• TEXTE À LIRE:
§

La musique recommandée pour cette section Pink Floyd, Obscured by clouds
Le climat
La plupart des illustrations sont tirées du traité de géographie physique, Emmanuel de Martonne, 6ème édition, 1940
Classiquement, les isothermes de janvier et juillet sont comparés car ils correspondent aux deux extrêmes climatiques de l'année. Ici, les équateurs thermique et géographique se confondent, la prépondérance des mers au sud empêchant un réchauffement marqué de l'hémisphère austral. Seul l'éxtrémité méridionale des continents accumule de la chaleur, ce qui se marque par des "patates" ou la température mensuelle dépasse 30°.
La comparaison entre la carte de de Martonne et une carte contemporaine combinant modèle numérique de terrain et polygones colorés met facilement en évidence la prétention d'une carte mal actualisée. En fait, ajouter quelques lignes rouges ou bleues auront suffi à mettre au goût du jour la carte ancienne.

§

• DONNÉES FOURNIES:
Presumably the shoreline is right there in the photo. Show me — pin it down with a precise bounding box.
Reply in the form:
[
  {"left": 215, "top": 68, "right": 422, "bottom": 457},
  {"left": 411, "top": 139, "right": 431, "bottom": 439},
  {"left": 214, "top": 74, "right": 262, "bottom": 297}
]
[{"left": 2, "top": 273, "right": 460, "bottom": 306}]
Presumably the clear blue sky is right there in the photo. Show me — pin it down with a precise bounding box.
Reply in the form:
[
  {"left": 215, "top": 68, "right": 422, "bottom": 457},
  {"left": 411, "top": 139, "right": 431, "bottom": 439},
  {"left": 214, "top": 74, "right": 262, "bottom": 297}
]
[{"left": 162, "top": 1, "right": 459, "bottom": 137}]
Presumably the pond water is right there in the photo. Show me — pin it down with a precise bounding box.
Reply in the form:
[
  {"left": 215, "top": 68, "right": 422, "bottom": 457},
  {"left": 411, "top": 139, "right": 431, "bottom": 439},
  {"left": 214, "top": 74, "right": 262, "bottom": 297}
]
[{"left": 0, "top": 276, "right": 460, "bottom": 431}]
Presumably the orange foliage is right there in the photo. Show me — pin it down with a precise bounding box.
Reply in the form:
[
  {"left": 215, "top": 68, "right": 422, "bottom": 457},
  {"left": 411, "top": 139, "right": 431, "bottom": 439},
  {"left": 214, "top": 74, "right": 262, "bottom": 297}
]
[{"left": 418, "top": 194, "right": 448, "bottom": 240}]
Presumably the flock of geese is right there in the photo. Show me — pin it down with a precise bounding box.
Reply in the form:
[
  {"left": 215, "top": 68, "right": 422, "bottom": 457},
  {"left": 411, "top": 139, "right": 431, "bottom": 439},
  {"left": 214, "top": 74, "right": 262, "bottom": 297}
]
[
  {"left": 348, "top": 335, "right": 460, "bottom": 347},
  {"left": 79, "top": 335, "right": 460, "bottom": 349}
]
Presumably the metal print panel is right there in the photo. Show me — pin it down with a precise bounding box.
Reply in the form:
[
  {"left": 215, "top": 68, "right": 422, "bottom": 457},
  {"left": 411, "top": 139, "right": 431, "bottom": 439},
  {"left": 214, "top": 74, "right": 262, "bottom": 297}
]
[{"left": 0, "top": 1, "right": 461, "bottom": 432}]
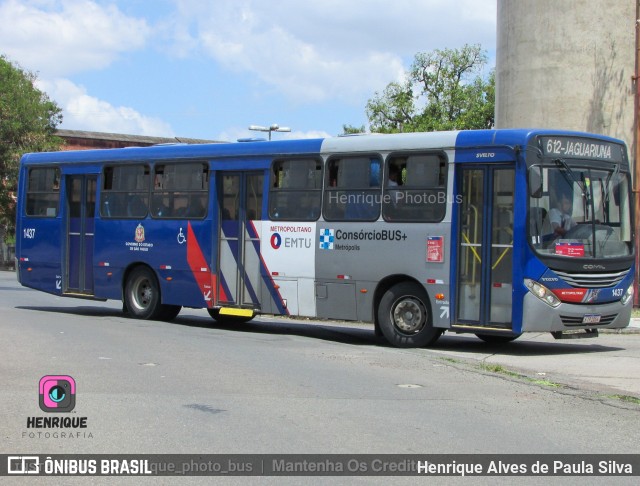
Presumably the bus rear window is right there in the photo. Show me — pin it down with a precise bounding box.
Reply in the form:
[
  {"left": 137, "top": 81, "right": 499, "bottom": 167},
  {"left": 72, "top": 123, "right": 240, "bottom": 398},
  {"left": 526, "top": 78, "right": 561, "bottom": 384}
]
[
  {"left": 382, "top": 154, "right": 447, "bottom": 223},
  {"left": 26, "top": 167, "right": 60, "bottom": 218},
  {"left": 269, "top": 159, "right": 322, "bottom": 221},
  {"left": 100, "top": 164, "right": 150, "bottom": 218}
]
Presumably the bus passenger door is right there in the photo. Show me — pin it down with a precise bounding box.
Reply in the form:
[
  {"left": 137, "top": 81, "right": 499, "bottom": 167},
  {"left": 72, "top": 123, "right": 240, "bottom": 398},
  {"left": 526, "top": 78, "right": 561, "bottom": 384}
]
[
  {"left": 64, "top": 175, "right": 98, "bottom": 295},
  {"left": 216, "top": 172, "right": 264, "bottom": 308},
  {"left": 454, "top": 165, "right": 514, "bottom": 330}
]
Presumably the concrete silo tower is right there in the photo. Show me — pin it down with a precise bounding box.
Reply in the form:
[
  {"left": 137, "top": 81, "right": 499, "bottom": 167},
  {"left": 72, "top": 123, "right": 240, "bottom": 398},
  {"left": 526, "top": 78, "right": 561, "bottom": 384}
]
[{"left": 496, "top": 0, "right": 636, "bottom": 153}]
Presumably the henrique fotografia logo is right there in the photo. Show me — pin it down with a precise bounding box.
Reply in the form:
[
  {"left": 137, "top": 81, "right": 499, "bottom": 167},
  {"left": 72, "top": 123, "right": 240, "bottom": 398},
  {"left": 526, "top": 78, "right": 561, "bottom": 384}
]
[{"left": 39, "top": 375, "right": 76, "bottom": 412}]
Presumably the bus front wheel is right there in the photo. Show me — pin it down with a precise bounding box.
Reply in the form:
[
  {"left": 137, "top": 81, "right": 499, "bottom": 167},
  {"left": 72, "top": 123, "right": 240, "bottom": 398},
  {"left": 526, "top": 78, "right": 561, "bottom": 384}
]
[
  {"left": 207, "top": 309, "right": 253, "bottom": 324},
  {"left": 476, "top": 333, "right": 520, "bottom": 344},
  {"left": 124, "top": 267, "right": 180, "bottom": 320},
  {"left": 378, "top": 282, "right": 442, "bottom": 348}
]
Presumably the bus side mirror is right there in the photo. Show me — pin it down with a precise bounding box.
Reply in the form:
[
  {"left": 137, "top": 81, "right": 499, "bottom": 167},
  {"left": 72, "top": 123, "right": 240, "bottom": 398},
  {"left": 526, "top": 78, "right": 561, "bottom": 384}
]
[{"left": 529, "top": 167, "right": 542, "bottom": 199}]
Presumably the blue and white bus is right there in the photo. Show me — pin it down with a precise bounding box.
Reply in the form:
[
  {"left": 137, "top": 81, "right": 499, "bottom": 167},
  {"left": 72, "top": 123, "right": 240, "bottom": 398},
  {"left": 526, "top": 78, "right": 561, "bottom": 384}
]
[{"left": 16, "top": 130, "right": 635, "bottom": 347}]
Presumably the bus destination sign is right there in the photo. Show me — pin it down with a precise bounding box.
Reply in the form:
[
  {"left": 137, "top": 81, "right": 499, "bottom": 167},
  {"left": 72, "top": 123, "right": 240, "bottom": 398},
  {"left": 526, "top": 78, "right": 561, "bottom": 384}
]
[{"left": 541, "top": 137, "right": 622, "bottom": 161}]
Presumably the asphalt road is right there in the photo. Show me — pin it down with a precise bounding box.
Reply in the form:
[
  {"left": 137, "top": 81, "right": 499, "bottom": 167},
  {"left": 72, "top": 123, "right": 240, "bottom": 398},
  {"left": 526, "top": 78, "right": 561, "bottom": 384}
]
[{"left": 0, "top": 272, "right": 640, "bottom": 484}]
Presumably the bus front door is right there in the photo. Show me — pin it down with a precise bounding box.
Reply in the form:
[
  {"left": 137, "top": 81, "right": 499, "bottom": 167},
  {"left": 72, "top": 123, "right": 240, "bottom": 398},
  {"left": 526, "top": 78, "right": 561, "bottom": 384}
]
[
  {"left": 64, "top": 175, "right": 98, "bottom": 295},
  {"left": 216, "top": 172, "right": 264, "bottom": 309},
  {"left": 454, "top": 165, "right": 514, "bottom": 332}
]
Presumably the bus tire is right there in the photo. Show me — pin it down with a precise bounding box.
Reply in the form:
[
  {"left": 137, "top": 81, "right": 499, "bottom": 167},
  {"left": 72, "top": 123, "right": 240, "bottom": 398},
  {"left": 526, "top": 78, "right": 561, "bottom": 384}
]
[
  {"left": 207, "top": 309, "right": 254, "bottom": 324},
  {"left": 378, "top": 282, "right": 442, "bottom": 348},
  {"left": 476, "top": 333, "right": 521, "bottom": 344},
  {"left": 124, "top": 267, "right": 162, "bottom": 319}
]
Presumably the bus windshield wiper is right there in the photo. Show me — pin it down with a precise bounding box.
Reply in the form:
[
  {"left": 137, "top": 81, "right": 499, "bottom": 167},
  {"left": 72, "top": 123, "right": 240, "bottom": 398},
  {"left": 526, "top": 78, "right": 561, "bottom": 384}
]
[{"left": 553, "top": 159, "right": 589, "bottom": 201}]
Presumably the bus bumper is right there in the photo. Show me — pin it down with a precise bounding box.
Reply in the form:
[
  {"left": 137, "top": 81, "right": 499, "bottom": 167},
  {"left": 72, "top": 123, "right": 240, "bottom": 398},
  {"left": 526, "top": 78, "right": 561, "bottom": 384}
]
[{"left": 522, "top": 293, "right": 633, "bottom": 332}]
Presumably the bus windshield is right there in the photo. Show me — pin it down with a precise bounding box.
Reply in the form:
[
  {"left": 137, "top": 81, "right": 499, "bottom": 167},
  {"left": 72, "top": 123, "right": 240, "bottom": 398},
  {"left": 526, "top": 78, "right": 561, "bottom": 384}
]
[{"left": 528, "top": 158, "right": 633, "bottom": 259}]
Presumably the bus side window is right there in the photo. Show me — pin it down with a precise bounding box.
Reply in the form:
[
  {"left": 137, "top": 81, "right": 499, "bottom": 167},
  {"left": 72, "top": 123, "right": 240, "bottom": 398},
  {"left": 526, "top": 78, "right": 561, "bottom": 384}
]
[
  {"left": 382, "top": 153, "right": 447, "bottom": 222},
  {"left": 26, "top": 167, "right": 60, "bottom": 218},
  {"left": 151, "top": 162, "right": 209, "bottom": 219},
  {"left": 100, "top": 164, "right": 150, "bottom": 218},
  {"left": 324, "top": 156, "right": 381, "bottom": 221},
  {"left": 269, "top": 159, "right": 322, "bottom": 221}
]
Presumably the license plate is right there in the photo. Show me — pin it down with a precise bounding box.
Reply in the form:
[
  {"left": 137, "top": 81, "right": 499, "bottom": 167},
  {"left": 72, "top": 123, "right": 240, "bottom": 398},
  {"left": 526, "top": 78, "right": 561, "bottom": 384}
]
[{"left": 582, "top": 314, "right": 600, "bottom": 324}]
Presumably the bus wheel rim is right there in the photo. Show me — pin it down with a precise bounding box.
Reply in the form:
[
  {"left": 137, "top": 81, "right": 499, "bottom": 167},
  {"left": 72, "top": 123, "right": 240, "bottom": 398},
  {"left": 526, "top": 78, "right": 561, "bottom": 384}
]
[
  {"left": 132, "top": 278, "right": 153, "bottom": 310},
  {"left": 391, "top": 297, "right": 426, "bottom": 334}
]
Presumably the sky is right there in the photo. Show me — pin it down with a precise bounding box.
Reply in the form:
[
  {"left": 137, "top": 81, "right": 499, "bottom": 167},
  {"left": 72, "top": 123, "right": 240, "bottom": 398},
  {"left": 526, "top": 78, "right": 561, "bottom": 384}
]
[{"left": 0, "top": 0, "right": 496, "bottom": 141}]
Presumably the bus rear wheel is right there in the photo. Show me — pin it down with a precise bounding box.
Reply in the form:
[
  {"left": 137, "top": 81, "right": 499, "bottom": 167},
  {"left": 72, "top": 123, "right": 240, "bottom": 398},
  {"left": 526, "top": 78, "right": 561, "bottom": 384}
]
[
  {"left": 378, "top": 282, "right": 442, "bottom": 348},
  {"left": 124, "top": 267, "right": 181, "bottom": 321}
]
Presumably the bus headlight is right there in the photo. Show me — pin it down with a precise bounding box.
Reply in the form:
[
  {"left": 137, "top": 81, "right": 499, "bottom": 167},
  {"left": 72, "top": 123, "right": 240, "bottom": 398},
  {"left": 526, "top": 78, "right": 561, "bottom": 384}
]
[
  {"left": 524, "top": 278, "right": 561, "bottom": 307},
  {"left": 620, "top": 284, "right": 633, "bottom": 305}
]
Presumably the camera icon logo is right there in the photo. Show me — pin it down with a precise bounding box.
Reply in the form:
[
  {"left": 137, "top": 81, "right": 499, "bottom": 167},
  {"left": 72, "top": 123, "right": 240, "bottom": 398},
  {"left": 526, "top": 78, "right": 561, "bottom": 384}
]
[{"left": 39, "top": 375, "right": 76, "bottom": 413}]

§

• CONSIGNES:
A. D'après le texte sur le climat, pour quelle raison compare-t-on classiquement les isothermes de janvier et de juillet ?
B. Renvoyez sans modification le passage du texte sur le climat allant de « La comparaison entre » jusqu'à « la carte ancienne. ».
Les enregistrements ne sont d'aucune utilité ici.

• RÉSULTATS:
A. Parce qu'ils correspondent aux deux extrêmes climatiques de l'année.

B.
La comparaison entre la carte de de Martonne et une carte contemporaine combinant modèle numérique de terrain et polygones colorés met facilement en évidence la prétention d'une carte mal actualisée. En fait, ajouter quelques lignes rouges ou bleues auront suffi à mettre au goût du jour la carte ancienne.